Work instructions:
(A) In the gig review passage, which club in Brighton is blamed for bad promoting?
(B) Retype the gig review passage between "Evil galaxy lords" and "glittered electro-indie goodness.", inclusive.

START Excerpted passage

Evil galaxy lords aside, I got to meet the band afterwards and seriously, these guys are humble and down-to-earth, chatting away and signing autographs, which was probably the last thing they wanted to do when the alternative option was to chill out with a couple of cans. Either way, if Fenech-Soler keep up this awesomeness, then surely these guys will catapult wildly into the more mainstream scene perhaps and be embraced by many music fans alike, and deservedly so. Don't forget to Facebook/Myspace/Twitter these guys up, buy their debut album if you already haven't done so, and submerge yourself in their glittered electro-indie goodness.




Florrie Gig Review:

Finally the blonde siren with a killer set of vocals and sophisticated ‘noggin’ on her svelte shoulders going by the name of Florrie, did a show in my hometown around three weeks ago as part of her initial UK wide tour. First let’s set the scene, we arrive a tad late. There is no queue outside, no door fee, nothing. The general thought is along the lines of “this is not good news at all”, especially when the club next door is rammed to the hilt with clubbers. Upon entering, the stage is prepped and ready to be played on, but where are the crowds? They had simply not turned up. A spattering of around 40-50 were present at first suggesting bad promoting on behalf of Club Coalition in Brighton. Something that Florrie completely didn't deserve. Looking at the silver lining to the then gloomy thundercloud, the feeling was, in a distorted way, that the sparse turn-out added to the personality of the gig.

END Excerpted passage
START Records provided

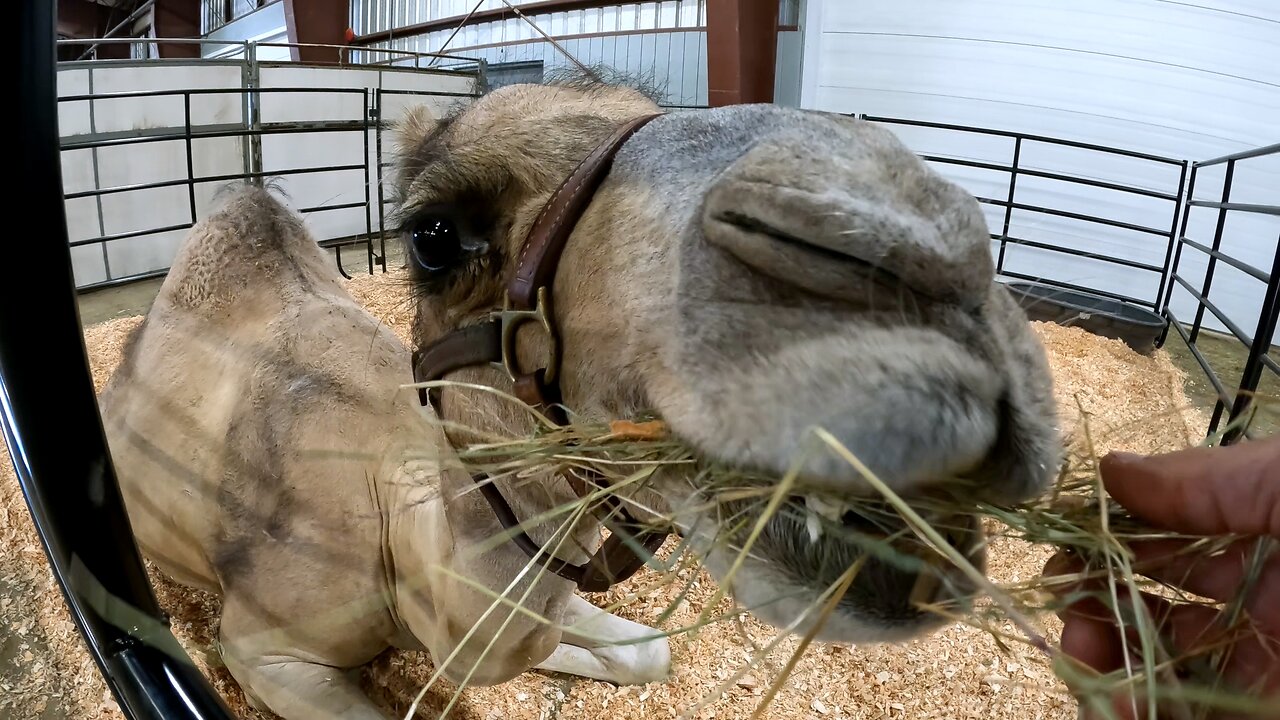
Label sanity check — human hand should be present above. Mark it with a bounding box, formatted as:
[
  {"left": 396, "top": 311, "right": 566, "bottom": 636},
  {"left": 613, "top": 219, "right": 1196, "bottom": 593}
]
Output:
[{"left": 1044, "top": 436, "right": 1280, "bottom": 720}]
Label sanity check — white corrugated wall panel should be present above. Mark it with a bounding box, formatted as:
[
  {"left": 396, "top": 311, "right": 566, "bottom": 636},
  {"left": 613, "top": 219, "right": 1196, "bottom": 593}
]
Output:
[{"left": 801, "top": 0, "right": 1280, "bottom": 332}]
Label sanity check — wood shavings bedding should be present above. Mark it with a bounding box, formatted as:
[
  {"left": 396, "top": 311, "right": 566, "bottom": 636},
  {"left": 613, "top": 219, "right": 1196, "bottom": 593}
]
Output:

END Records provided

Answer list:
(A) Club Coalition

(B)
Evil galaxy lords aside, I got to meet the band afterwards and seriously, these guys are humble and down-to-earth, chatting away and signing autographs, which was probably the last thing they wanted to do when the alternative option was to chill out with a couple of cans. Either way, if Fenech-Soler keep up this awesomeness, then surely these guys will catapult wildly into the more mainstream scene perhaps and be embraced by many music fans alike, and deservedly so. Don't forget to Facebook/Myspace/Twitter these guys up, buy their debut album if you already haven't done so, and submerge yourself in their glittered electro-indie goodness.